**Extracted entries**
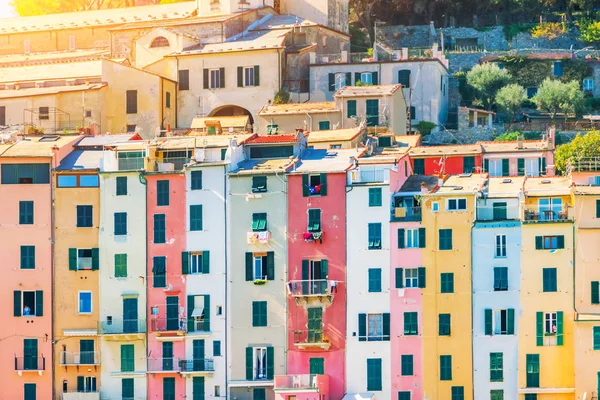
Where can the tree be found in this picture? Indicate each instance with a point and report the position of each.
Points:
(510, 98)
(554, 96)
(487, 79)
(583, 146)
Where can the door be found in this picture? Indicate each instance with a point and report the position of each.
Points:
(198, 354)
(30, 360)
(315, 325)
(373, 112)
(130, 321)
(172, 313)
(86, 352)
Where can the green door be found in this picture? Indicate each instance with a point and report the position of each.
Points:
(172, 313)
(315, 325)
(373, 112)
(317, 366)
(86, 352)
(500, 211)
(130, 321)
(30, 360)
(198, 354)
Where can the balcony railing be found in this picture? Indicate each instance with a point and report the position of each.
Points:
(80, 358)
(400, 214)
(166, 364)
(30, 363)
(314, 382)
(543, 216)
(119, 326)
(168, 324)
(198, 365)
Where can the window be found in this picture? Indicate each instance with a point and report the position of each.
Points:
(84, 217)
(131, 107)
(458, 392)
(23, 174)
(184, 79)
(259, 184)
(549, 279)
(497, 394)
(374, 236)
(445, 368)
(120, 224)
(496, 367)
(162, 193)
(85, 302)
(549, 242)
(500, 279)
(121, 185)
(500, 246)
(447, 282)
(259, 313)
(444, 325)
(374, 374)
(375, 197)
(26, 212)
(127, 358)
(456, 204)
(374, 280)
(314, 220)
(120, 265)
(532, 369)
(259, 222)
(407, 365)
(159, 271)
(445, 236)
(411, 323)
(160, 227)
(27, 257)
(196, 217)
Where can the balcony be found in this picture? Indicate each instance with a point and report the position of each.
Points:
(406, 214)
(302, 383)
(79, 358)
(312, 339)
(493, 212)
(313, 292)
(163, 365)
(119, 329)
(30, 364)
(197, 367)
(535, 215)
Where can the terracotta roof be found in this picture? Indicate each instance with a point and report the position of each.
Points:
(299, 108)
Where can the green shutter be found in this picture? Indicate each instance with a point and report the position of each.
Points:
(185, 262)
(362, 327)
(72, 259)
(421, 277)
(560, 338)
(399, 280)
(17, 303)
(422, 238)
(249, 267)
(270, 362)
(539, 242)
(488, 321)
(95, 259)
(539, 328)
(511, 321)
(39, 303)
(386, 327)
(401, 239)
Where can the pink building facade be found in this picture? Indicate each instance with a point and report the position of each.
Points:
(167, 324)
(317, 258)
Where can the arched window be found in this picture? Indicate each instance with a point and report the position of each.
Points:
(160, 41)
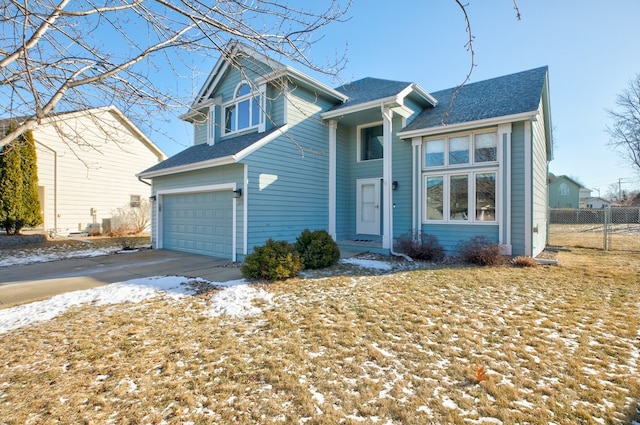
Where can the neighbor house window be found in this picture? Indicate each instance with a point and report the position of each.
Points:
(460, 175)
(371, 143)
(134, 201)
(244, 111)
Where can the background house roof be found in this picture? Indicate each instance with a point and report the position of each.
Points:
(502, 96)
(51, 120)
(204, 152)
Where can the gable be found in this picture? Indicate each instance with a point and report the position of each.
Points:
(510, 95)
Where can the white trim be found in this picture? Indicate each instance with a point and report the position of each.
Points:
(211, 125)
(196, 189)
(528, 189)
(260, 143)
(189, 167)
(303, 78)
(221, 66)
(387, 174)
(245, 211)
(194, 113)
(471, 151)
(471, 196)
(392, 100)
(416, 209)
(333, 127)
(504, 176)
(359, 141)
(262, 90)
(466, 126)
(235, 102)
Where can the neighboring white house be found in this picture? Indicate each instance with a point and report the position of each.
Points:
(595, 202)
(87, 161)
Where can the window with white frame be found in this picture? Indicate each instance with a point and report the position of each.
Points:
(468, 149)
(460, 175)
(244, 111)
(370, 142)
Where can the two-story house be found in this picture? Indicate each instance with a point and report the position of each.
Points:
(276, 152)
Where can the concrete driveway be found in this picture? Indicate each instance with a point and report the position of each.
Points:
(26, 283)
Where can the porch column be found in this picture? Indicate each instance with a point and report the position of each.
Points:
(387, 175)
(333, 127)
(416, 189)
(504, 188)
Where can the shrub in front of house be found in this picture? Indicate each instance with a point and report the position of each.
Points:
(523, 261)
(317, 249)
(275, 260)
(481, 251)
(420, 246)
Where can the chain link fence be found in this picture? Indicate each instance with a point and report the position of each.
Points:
(614, 228)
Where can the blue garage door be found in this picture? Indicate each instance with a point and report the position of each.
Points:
(200, 223)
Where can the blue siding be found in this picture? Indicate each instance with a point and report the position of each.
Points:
(275, 107)
(518, 189)
(296, 168)
(345, 222)
(450, 236)
(540, 179)
(403, 174)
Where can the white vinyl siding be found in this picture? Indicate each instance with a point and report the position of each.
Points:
(94, 168)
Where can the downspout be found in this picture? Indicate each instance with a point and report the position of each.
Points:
(55, 185)
(387, 126)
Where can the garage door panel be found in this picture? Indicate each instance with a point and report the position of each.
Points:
(199, 223)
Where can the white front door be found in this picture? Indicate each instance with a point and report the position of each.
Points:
(368, 207)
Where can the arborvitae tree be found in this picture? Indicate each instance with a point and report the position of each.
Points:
(19, 202)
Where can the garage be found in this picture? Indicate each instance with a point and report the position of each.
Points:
(200, 223)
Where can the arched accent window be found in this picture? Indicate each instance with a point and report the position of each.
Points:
(244, 110)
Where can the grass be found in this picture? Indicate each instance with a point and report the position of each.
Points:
(555, 344)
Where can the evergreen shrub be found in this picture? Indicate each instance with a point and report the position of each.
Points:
(275, 260)
(480, 251)
(317, 249)
(420, 246)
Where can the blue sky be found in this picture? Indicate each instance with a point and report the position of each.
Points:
(590, 47)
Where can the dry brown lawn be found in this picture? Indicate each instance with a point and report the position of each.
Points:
(558, 344)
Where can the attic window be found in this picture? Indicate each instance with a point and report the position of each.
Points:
(243, 111)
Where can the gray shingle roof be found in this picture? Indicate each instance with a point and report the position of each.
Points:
(205, 152)
(502, 96)
(368, 89)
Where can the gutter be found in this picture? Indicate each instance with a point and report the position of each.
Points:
(55, 185)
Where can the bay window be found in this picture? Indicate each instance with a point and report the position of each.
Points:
(461, 198)
(460, 178)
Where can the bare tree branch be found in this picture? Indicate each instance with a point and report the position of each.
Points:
(72, 55)
(625, 130)
(469, 47)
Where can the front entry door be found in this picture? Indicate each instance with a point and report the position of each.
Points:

**About this task**
From the first line to the last, copy the records exactly and skip the pictures.

**Solution to this problem**
Where can the tree be found in this picture? Indicate each instance with a point and report the position of each.
Points:
(510, 98)
(554, 96)
(487, 79)
(583, 146)
Where can the door be found in this picture? Indicate each instance with a point and report the position of each.
Points:
(198, 354)
(30, 360)
(315, 325)
(373, 112)
(130, 321)
(172, 313)
(86, 352)
Where can the green door be found in this picture? Indicate each instance with a point and report the position of each.
Points:
(172, 313)
(315, 325)
(373, 112)
(317, 366)
(86, 352)
(500, 211)
(130, 321)
(30, 360)
(198, 354)
Where can the balcony railing be found in this picture? Indicate each instance with a point and report the position of each.
Points:
(80, 358)
(400, 214)
(166, 364)
(30, 363)
(314, 382)
(543, 216)
(119, 326)
(168, 324)
(198, 365)
Where can the window be found in this picture? Indicate each instance with a point and report the position of each.
Points:
(84, 217)
(131, 107)
(458, 392)
(23, 174)
(184, 79)
(259, 184)
(549, 279)
(497, 394)
(374, 236)
(445, 368)
(120, 224)
(496, 367)
(162, 193)
(85, 302)
(549, 242)
(500, 279)
(121, 185)
(500, 246)
(447, 282)
(259, 313)
(444, 325)
(374, 374)
(375, 197)
(26, 212)
(127, 358)
(456, 204)
(374, 280)
(314, 220)
(120, 265)
(532, 369)
(259, 222)
(407, 365)
(159, 271)
(445, 236)
(411, 323)
(160, 227)
(27, 257)
(196, 217)
Where can the balcony be found in this picture? Indicate each instance with a point and report the position of each.
Points:
(406, 214)
(302, 383)
(79, 358)
(312, 339)
(493, 212)
(313, 292)
(163, 365)
(119, 329)
(30, 364)
(197, 367)
(535, 215)
Where can the terracotta roof be found in this picture? Indicate each instance with a point and report the position of each.
Points:
(299, 108)
Where can the green shutter be found in this picture? Indicate each instance with a point and report the position of each.
Points:
(185, 262)
(362, 327)
(72, 259)
(421, 277)
(560, 338)
(399, 280)
(17, 303)
(422, 238)
(249, 267)
(270, 362)
(539, 242)
(488, 321)
(95, 259)
(539, 328)
(511, 321)
(39, 303)
(386, 327)
(401, 239)
Where can the pink building facade be found in this picture? Indicate each instance with a point and report the position of each.
Points:
(167, 324)
(317, 258)
Where can the arched window be found in this picture? Indicate each instance with a point and report the position of each.
Points:
(160, 41)
Where can the neighbor house window be found in this picture? Indicate each instance with a point and report the position of each.
Points:
(460, 175)
(371, 143)
(134, 201)
(244, 111)
Where can the background house roof be found in this picture? Indicate each instance with a point and report the position of each.
Points:
(502, 96)
(51, 120)
(204, 152)
Where can the gable be found in this picture? Indicate each instance with a point and report the position of each.
Points:
(510, 95)
Where can the white trim be found in this picture? Indicate each instance with a point and report the position of each.
Points:
(211, 125)
(196, 189)
(528, 189)
(260, 143)
(189, 167)
(303, 78)
(221, 66)
(387, 174)
(245, 211)
(194, 113)
(471, 151)
(471, 196)
(392, 100)
(416, 209)
(333, 127)
(504, 176)
(359, 141)
(262, 90)
(466, 126)
(235, 102)
Where can the neighboring white house be found in this picture? Indicate each instance with a point and report the position of each.
Points:
(595, 202)
(87, 161)
Where can the window with white frame be found in this picture? Indicate each instance with a point and report the position of each.
Points:
(468, 149)
(460, 175)
(244, 111)
(370, 142)
Where can the two-story house be found in this picture? Indicate each instance with a point and report the position of each.
Points:
(276, 152)
Where can the concrete driveway be found in this picture? Indicate each instance with a point and report the position of each.
Points:
(26, 283)
Where can the porch column be found in this picture? Indicate each instance with a point and report the position of each.
Points:
(387, 175)
(333, 127)
(416, 189)
(504, 188)
Where can the shrub in front of house be found in this picture? Indicate each instance with a point and report the position of each.
Points:
(523, 261)
(317, 249)
(275, 260)
(481, 251)
(420, 246)
Where can the chain link fence be found in this picture? Indicate each instance with a point and report the position of each.
Points:
(614, 228)
Where can the blue garage door be found in this picture? Indicate each instance with a point and report the position of each.
Points:
(200, 223)
Where can the blue siding be found in this picture? Indicate each instance with a point and report the position of each.
Points:
(275, 107)
(518, 189)
(296, 168)
(345, 222)
(450, 236)
(540, 179)
(403, 174)
Where can the white vinyl siding be found in this picture? Indicate each instance with a point and report the position of each.
Points:
(94, 168)
Where can the downspout be found in this picture? Indicate each instance with a point and report the position of each.
Points:
(55, 185)
(387, 126)
Where can the garage door panel be found in this picture? Indicate each instance with a point and report the position of each.
Points:
(199, 223)
Where can the white front door be found in this picture? Indicate each instance with a point and report the position of each.
Points:
(368, 207)
Where can the arborvitae tree be found in this picture? Indicate each instance with a point and report the position of each.
Points:
(19, 202)
Where can the garage be found in this picture? Indicate each instance with a point and report the position of each.
Points:
(200, 223)
Where can the arched accent window be found in this picture? Indicate each instance with a point and report the position of each.
Points:
(244, 110)
Where can the grass be found in this picture? Indicate each instance with a point and report the position of each.
Points:
(555, 344)
Where can the evergreen shrub be found in this picture? Indicate each instance with a point and report the position of each.
Points:
(275, 260)
(480, 251)
(317, 249)
(420, 246)
Where can the blue sky be found in this picture? Indicate each instance with a point and report the position of each.
Points:
(590, 47)
Where can the dry brown lawn be found in this picture? Indicate each instance with a point and report the position of each.
Points:
(558, 344)
Where can the attic window be found in this picture? Indicate each instance with a point and report the position of each.
Points:
(243, 111)
Where can the gray shingle roof be found in this picture? Indicate each instance with a point and report the position of each.
Points:
(205, 152)
(502, 96)
(368, 89)
Where can the gutter be found in this picture? Indicate each instance with a point and report the position of each.
Points:
(55, 185)
Where can the bay window be found in this picture? Indicate each instance with a point and report the position of each.
Points:
(461, 198)
(460, 178)
Where can the bare tree branch be found in this picture? Indicate each instance with a point and report the position of each.
Points:
(72, 55)
(625, 130)
(469, 47)
Where can the front entry door be found in this picture? Indicate each instance with a point and report the position of each.
Points:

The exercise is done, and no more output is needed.